■ **Data in this exercise**:
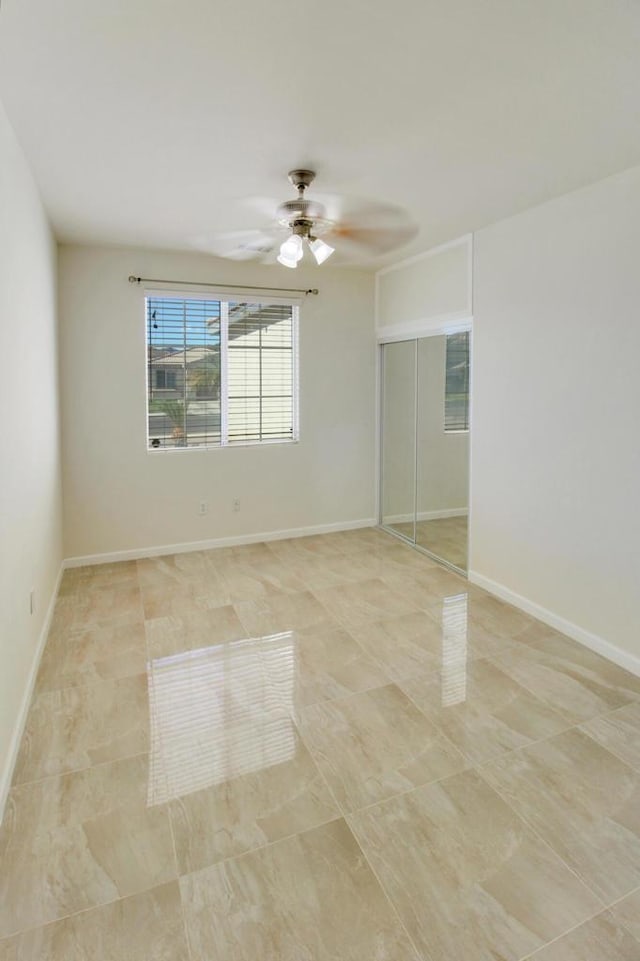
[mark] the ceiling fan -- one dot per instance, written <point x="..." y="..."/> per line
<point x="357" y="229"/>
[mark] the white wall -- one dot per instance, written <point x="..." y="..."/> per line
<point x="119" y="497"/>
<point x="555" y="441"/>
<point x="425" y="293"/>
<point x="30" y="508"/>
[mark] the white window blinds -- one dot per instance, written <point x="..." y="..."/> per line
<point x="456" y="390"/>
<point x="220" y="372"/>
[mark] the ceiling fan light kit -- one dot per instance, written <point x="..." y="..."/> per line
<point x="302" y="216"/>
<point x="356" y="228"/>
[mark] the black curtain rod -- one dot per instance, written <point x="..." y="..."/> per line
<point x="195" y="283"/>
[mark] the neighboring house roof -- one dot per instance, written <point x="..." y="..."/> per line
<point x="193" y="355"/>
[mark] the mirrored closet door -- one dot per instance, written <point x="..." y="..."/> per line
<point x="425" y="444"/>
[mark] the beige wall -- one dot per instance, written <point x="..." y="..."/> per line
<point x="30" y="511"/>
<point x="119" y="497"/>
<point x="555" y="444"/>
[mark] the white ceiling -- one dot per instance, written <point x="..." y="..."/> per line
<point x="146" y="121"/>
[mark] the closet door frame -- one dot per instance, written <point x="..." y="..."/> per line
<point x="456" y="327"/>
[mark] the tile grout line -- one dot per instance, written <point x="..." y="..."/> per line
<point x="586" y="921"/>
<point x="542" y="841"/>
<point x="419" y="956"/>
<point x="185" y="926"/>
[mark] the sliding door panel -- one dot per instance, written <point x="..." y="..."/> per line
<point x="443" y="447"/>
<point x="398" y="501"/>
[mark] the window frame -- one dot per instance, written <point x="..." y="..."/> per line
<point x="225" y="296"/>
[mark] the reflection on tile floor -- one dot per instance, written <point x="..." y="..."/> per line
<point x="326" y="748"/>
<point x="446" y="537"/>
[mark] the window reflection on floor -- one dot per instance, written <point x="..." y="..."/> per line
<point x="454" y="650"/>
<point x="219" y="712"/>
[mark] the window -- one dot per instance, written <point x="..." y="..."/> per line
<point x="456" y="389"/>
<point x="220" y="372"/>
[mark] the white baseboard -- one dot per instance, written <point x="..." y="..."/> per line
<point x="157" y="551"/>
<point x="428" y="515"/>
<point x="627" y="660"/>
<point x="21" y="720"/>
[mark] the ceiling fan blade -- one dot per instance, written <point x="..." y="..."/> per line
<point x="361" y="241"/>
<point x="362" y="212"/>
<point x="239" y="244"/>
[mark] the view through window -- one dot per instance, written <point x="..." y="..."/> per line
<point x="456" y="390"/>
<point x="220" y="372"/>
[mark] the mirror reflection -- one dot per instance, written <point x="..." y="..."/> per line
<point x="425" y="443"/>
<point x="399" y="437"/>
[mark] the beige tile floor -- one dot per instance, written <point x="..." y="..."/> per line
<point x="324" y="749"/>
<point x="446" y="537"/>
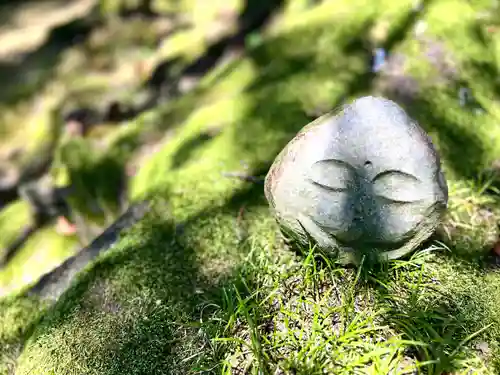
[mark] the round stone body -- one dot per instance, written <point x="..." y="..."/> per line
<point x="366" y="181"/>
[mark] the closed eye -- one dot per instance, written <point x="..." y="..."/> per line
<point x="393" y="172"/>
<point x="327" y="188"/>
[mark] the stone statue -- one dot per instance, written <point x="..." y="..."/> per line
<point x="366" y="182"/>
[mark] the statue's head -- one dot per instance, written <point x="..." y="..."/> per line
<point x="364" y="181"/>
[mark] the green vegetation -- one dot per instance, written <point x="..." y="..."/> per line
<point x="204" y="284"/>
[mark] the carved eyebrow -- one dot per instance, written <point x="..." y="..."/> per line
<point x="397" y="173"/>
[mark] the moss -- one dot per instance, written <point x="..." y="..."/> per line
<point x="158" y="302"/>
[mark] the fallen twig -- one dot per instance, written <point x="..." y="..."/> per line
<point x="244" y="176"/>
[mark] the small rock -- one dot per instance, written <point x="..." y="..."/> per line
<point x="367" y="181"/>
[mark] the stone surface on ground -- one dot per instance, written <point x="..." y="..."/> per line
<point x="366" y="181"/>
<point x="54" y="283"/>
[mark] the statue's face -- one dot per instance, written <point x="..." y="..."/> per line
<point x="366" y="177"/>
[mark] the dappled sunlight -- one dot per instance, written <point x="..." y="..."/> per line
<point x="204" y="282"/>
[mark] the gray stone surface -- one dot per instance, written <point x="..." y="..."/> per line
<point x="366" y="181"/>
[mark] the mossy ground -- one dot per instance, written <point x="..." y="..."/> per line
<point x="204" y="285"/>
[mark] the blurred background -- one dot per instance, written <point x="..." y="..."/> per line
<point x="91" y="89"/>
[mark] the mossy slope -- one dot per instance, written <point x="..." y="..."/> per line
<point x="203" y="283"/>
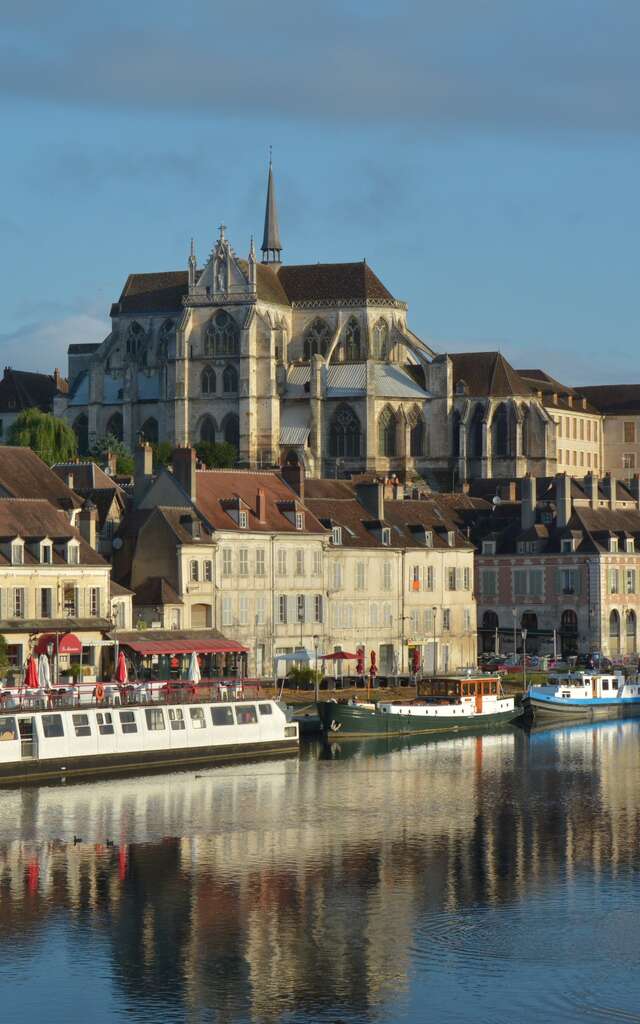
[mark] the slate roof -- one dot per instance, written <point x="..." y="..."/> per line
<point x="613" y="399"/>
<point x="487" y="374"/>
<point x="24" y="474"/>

■ **Set problem**: Leave out the pictures and transcribe everything else exactly.

■ **Answer to this problem**:
[mark] the ceiling fan -- one dot per instance, written <point x="..." y="..."/> per line
<point x="357" y="229"/>
[mark] the white wall -- one dot per instance, written <point x="..." y="..."/> per line
<point x="119" y="497"/>
<point x="555" y="441"/>
<point x="425" y="293"/>
<point x="30" y="508"/>
[mark] the white window blinds -- one dot per instance, written <point x="..." y="..."/> per line
<point x="456" y="390"/>
<point x="220" y="372"/>
[mark] the ceiling fan light kit -- one dot per instance, written <point x="..." y="..."/> per line
<point x="302" y="216"/>
<point x="356" y="228"/>
[mark] the black curtain rod -- one dot per instance, written <point x="..." y="..."/> per line
<point x="195" y="283"/>
[mark] the neighboring house roof -- one dot per instance, written <point x="..." y="..."/> per line
<point x="193" y="355"/>
[mark] the mirrored closet door -- one dot per instance, written <point x="..." y="..."/> per line
<point x="425" y="444"/>
[mark] the beige wall -- one dot per instance, written <point x="..." y="..."/> per line
<point x="30" y="511"/>
<point x="119" y="497"/>
<point x="555" y="444"/>
[mark] the white ceiling -- one dot per instance, written <point x="..." y="..."/> per line
<point x="146" y="121"/>
[mark] the closet door frame -- one dot per instance, written <point x="..." y="..."/> per line
<point x="456" y="327"/>
[mark] the tile grout line -- one dot per instance, written <point x="..." y="..."/> per line
<point x="586" y="921"/>
<point x="542" y="841"/>
<point x="419" y="956"/>
<point x="185" y="926"/>
[mark] the sliding door panel -- one dot per instance, written <point x="..." y="..."/> per line
<point x="443" y="447"/>
<point x="398" y="501"/>
[mark] the window frame -- one dot per instance, written <point x="..." y="..."/> per line
<point x="225" y="296"/>
[mark] the reflection on tile floor -- one dot per instance, written <point x="..." y="..."/> per line
<point x="326" y="748"/>
<point x="446" y="537"/>
[mark] the window reflection on floor -- one dot per instance, written <point x="..." y="..."/> per line
<point x="454" y="650"/>
<point x="219" y="712"/>
[mark] the window -- one dot per instance, written <point x="..." y="..."/> per line
<point x="456" y="389"/>
<point x="220" y="372"/>
[mark] the white baseboard -- one dot per instance, written <point x="..." y="..."/> per line
<point x="157" y="551"/>
<point x="428" y="515"/>
<point x="627" y="660"/>
<point x="21" y="720"/>
[mark] the ceiling fan blade -- one dot per instance, written <point x="..." y="..."/> per line
<point x="361" y="241"/>
<point x="362" y="212"/>
<point x="239" y="244"/>
[mark] the view through window -- one dot per instance, written <point x="..." y="..."/> per line
<point x="456" y="390"/>
<point x="220" y="372"/>
[mark] the mirror reflection -- one dot per instance, written <point x="..." y="..."/> per line
<point x="425" y="443"/>
<point x="399" y="437"/>
[mark] the beige tile floor -- one dot per instance, written <point x="..." y="..."/> per line
<point x="324" y="749"/>
<point x="446" y="537"/>
[mark] the round stone body -- one dot per instance, written <point x="..." y="..."/> per line
<point x="366" y="181"/>
[mark] the closed eye -- one dot per instance, written <point x="..." y="..."/> per line
<point x="393" y="172"/>
<point x="327" y="188"/>
[mark] the stone statue -- one dot per instance, written <point x="..." y="..."/> per line
<point x="366" y="182"/>
[mark] the statue's head -- one dot per instance, written <point x="..." y="..."/> per line
<point x="364" y="181"/>
[mark] the green vegetation -- one dot per instance, written <point x="..." y="..."/> per line
<point x="204" y="284"/>
[mark] the carved eyebrow -- one dot per instance, written <point x="..." y="..."/> per line
<point x="397" y="173"/>
[mark] the moss -- one dot per instance, written <point x="..." y="..."/> per line
<point x="158" y="302"/>
[mark] the fallen twig -- one dot per instance, written <point x="..." y="..."/> per line
<point x="244" y="176"/>
[mark] the small rock -- one dot per instance, written <point x="..." y="..."/> per line
<point x="367" y="181"/>
[mark] the stone surface on ground -- one dot per instance, written <point x="..." y="..."/> per line
<point x="366" y="181"/>
<point x="54" y="283"/>
[mark] the statue's face -- one dot per instance, written <point x="..." y="..."/> per line
<point x="366" y="177"/>
[mark] the dappled sunlight -- one dot per instance, written <point x="..." y="..."/> per line
<point x="204" y="282"/>
[mark] the gray stone surface -- one dot per instance, written <point x="..." y="..."/> per line
<point x="366" y="181"/>
[mark] the mossy ground -- one dot per instance, written <point x="..." y="..."/> per line
<point x="204" y="285"/>
[mark] the blurred background -- one dot per instance, written <point x="..." y="..."/> per line
<point x="91" y="89"/>
[mark] the mossy slope -- one dot per instance, written <point x="..." y="..."/> per line
<point x="203" y="283"/>
[mark] the slate roof -- one dot per instance, written <point x="..." y="..."/> per line
<point x="613" y="399"/>
<point x="487" y="374"/>
<point x="24" y="474"/>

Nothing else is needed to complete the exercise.